| The request |
Edit the items below by replacing "single pin" with "single marker" everywhere it appears, with nothing else changed. Reproduce the items without the pictures.

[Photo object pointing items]
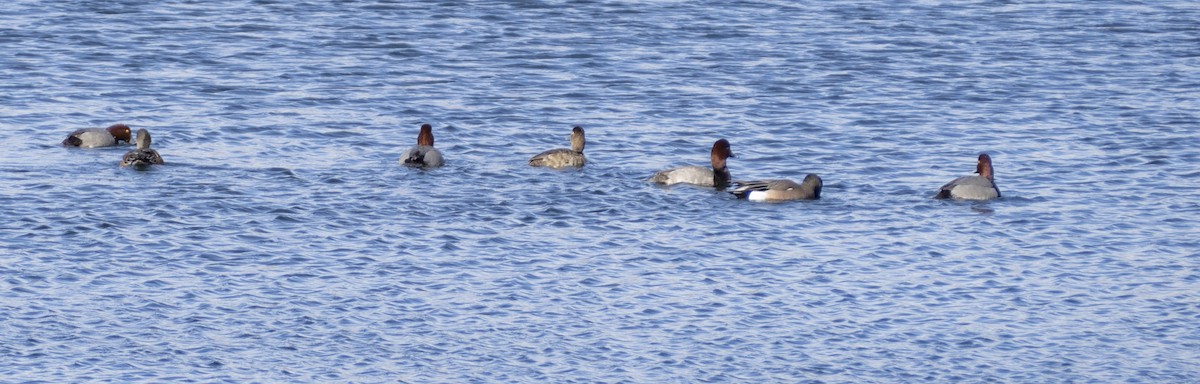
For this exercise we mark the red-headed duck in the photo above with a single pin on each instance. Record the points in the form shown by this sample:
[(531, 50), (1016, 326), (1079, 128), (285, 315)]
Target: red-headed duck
[(143, 155), (423, 154), (563, 157), (973, 187), (717, 177), (779, 190), (99, 137)]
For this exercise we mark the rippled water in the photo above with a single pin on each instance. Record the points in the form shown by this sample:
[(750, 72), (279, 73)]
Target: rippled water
[(283, 243)]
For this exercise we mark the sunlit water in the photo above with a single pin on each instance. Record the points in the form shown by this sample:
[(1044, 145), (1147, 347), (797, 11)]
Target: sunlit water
[(283, 243)]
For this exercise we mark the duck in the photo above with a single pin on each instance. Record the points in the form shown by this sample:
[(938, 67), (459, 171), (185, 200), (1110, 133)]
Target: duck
[(563, 157), (972, 187), (717, 177), (143, 155), (99, 137), (779, 190), (423, 155)]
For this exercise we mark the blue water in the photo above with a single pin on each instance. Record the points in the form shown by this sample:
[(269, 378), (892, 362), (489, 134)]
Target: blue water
[(283, 243)]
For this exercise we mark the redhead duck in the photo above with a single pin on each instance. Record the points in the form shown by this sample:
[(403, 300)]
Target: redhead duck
[(423, 154), (99, 137), (779, 190), (563, 157), (972, 187), (143, 155), (717, 177)]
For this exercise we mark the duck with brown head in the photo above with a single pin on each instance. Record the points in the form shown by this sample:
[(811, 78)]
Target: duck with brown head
[(99, 137), (972, 187), (423, 155), (563, 157), (715, 177)]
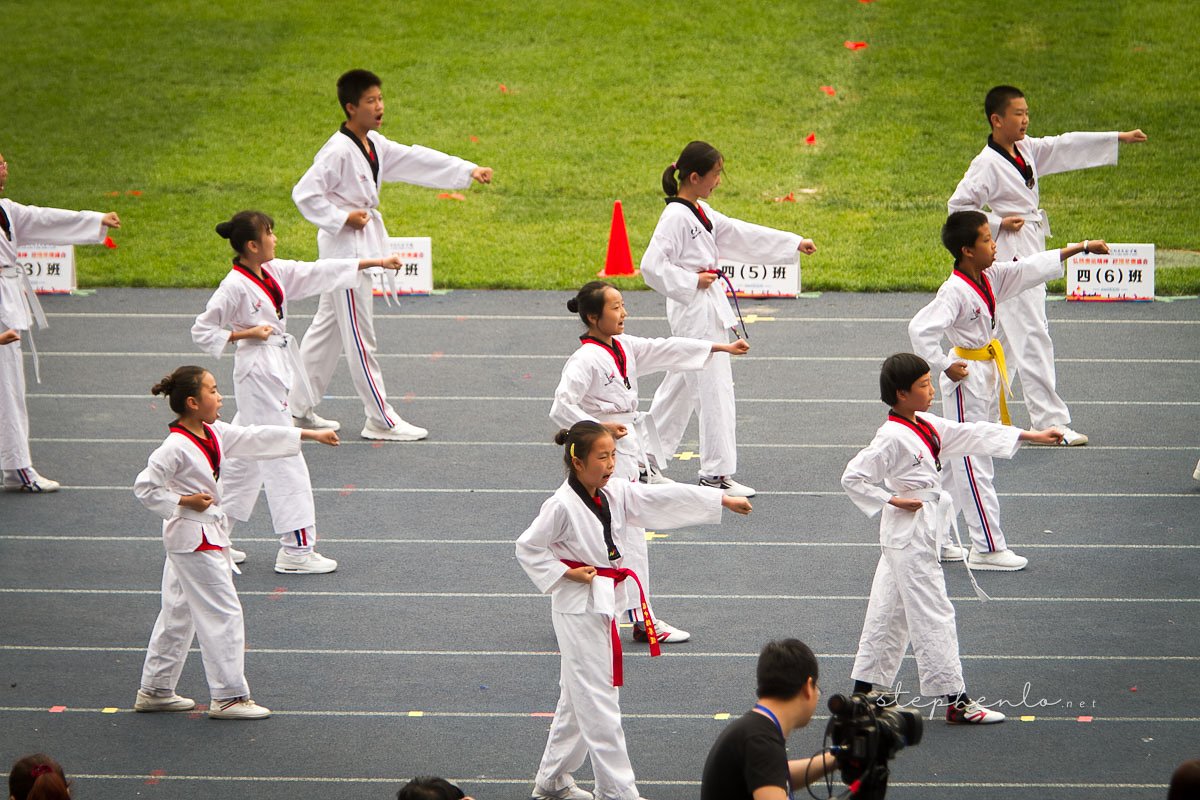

| Written answer |
For this exercise we mark the red-headed duck in the photo above with a single marker on each instance. Record the points in the form shown by this sample:
[(531, 50), (1016, 326), (1079, 128), (285, 315)]
Target: red-headed duck
[(143, 155), (423, 154), (563, 157), (973, 187), (717, 177), (779, 190), (99, 137)]
For this exercise we mark the rippled water in the photo above with a single marker on each instance. Record the points in the form shown by this sample:
[(750, 72), (279, 73)]
Target: rippled water
[(283, 243)]
For this exercise we mark the sunlit water in the photo above with a single marker on each instance. Record the points in the form shown by this sample:
[(1044, 145), (1147, 347), (797, 11)]
Target: sunlit water
[(283, 243)]
For this exercise we mark the duck in the photo above with a single marker on each instance. Record the points in the form shown by this sample:
[(938, 67), (459, 171), (185, 200), (1110, 133)]
Target: duck
[(563, 157), (972, 187), (717, 177), (143, 155), (99, 137), (779, 190), (423, 155)]
For this exercise we mark the blue water in the photo above with a single marker on each instance. Record the points in the form shown by this sample:
[(269, 378), (892, 362), (489, 134)]
Target: blue water
[(283, 243)]
For this exercise we mark the redhead duck in the photo above with a single marker on each instance. Record the points in the form shown by this sample:
[(403, 300)]
Target: redhead duck
[(423, 154), (99, 137), (779, 190), (563, 157), (972, 187), (143, 155), (717, 177)]
For this exercise we mark the duck with brown head in the photo above with a single marker on each instance. Record the points in the form shown by this sample:
[(811, 78)]
Target: duck with brown head
[(99, 137), (972, 187), (423, 155), (563, 157), (715, 177)]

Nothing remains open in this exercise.